▶ _Exercise prompt_: Type the records out again in full, exactly.

▶ _Information shown_:
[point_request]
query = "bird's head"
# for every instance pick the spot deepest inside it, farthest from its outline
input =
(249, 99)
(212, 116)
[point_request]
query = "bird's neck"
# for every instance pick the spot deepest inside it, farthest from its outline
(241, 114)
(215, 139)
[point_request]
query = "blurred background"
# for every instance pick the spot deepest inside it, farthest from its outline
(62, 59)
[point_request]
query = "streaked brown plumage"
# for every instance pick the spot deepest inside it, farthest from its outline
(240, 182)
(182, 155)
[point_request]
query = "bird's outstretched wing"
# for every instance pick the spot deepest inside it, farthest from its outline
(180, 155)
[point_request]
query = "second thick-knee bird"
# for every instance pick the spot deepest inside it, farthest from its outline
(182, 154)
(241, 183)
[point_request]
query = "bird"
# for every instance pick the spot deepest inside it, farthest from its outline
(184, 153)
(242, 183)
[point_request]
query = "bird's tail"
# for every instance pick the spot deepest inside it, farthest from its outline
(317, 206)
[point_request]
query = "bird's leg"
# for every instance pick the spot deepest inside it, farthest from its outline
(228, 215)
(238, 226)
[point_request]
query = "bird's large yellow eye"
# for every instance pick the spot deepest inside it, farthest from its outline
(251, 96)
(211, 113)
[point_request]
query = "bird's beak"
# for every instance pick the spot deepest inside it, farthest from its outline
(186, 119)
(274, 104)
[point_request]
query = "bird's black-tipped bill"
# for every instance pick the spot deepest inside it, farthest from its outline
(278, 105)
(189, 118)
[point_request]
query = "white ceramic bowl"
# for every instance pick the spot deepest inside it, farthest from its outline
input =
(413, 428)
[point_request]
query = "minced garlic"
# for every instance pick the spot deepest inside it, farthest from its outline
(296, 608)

▶ _Problem solution_:
[point_request]
query = "bird's head"
# for every instance pick the spot deepest inside it, farthest from its outline
input =
(249, 99)
(212, 116)
[point_request]
query = "bird's neck"
# for every instance pick the spot deepest inside it, farthest from its outline
(241, 114)
(215, 139)
[point_request]
query = "blurred background"
# for every instance pick the spot deepest inside it, farthest from its outline
(62, 59)
[point_request]
query = "streaked brown plumage"
# for every instance pick the spot deepest inside it, farthest from its outline
(240, 182)
(182, 155)
[point_request]
query = "bird's outstretched wing"
# for every instance pick the spot deepest inside it, farthest from its outline
(180, 155)
[point_request]
query = "second thick-knee bird"
# for every instance pick the spot deepest inside it, farthest from its outline
(182, 154)
(241, 183)
[point_request]
query = "bird"
# for every instance pick the spot deepest inside it, farthest from its outline
(184, 153)
(242, 183)
[point_request]
query = "bird's tail"
# for every instance pick the spot deepest inside it, farthest from its outline
(317, 206)
[point_request]
query = "bird's leg"
# for every instance pick the spot deepest inside it, farthest from its outline
(228, 215)
(238, 226)
[point_request]
query = "bird's large yellow eye"
# for every instance pick the spot deepest inside it, farthest from its outline
(251, 96)
(211, 113)
[point_request]
query = "bird's beak"
# for every instance pick the spot deepest inside it, farthest from its outline
(186, 119)
(274, 104)
[point_request]
query = "bird's black-tipped bill"
# for every instance pick the spot deepest inside it, farthest from its outline
(278, 105)
(189, 118)
[point_request]
query = "white ceramic bowl"
# for every instance pick the spot deepest inside it, farthest from its outline
input =
(413, 428)
[point_request]
query = "minced garlic"
# for every instance pick the spot deepest inside it, farthest from its outline
(296, 608)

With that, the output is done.